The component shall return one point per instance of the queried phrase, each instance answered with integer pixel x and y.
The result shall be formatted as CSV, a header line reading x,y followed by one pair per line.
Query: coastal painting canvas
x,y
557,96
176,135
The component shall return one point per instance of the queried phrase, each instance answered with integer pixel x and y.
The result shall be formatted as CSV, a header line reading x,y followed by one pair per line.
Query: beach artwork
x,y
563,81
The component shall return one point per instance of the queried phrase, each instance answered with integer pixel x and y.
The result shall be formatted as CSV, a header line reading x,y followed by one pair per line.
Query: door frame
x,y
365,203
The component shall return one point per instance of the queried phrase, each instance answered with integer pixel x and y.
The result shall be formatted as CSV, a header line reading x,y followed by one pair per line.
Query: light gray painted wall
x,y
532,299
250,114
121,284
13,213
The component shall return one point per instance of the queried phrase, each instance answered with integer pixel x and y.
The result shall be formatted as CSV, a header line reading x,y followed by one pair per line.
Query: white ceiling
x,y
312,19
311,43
• • • • • • •
The goal is a faithful transcription of every entry above.

The component shall return one point per instance of the queried phrase, each instance answered with integer pixel x and y.
The result shall be formatted as CSV, a header line reading x,y followed by one pair per line.
Query: coastal painting canvas
x,y
557,96
176,135
The component shall return one point per instance of the queried phrase, each instance answered with integer pixel x and y.
The result shall be formatted as CSV, a header line reading x,y followed by one pair per line.
Query: beach artwork
x,y
563,81
The component shall return one point per instance of the queried phrase, each instance answered with integer pixel x and y.
The result shall be formatted as CSV, a header line reading x,y followed by one pair per line.
Query: door frame
x,y
365,203
The component shall return one point per instance of the queried phrase, each instance answered with integer pixel x and y.
The result shall be formatted as CSV, a header line reading x,y followed by one pair per line.
Query: light gray painted wall
x,y
532,299
250,114
121,284
13,213
The component shall return one point per instance of the queried phrase, each instance answered with integer pixel x and y.
The result shall be formatted as CSV, a header line reading x,y followed by one pair per line.
Query: white ceiling
x,y
312,19
311,43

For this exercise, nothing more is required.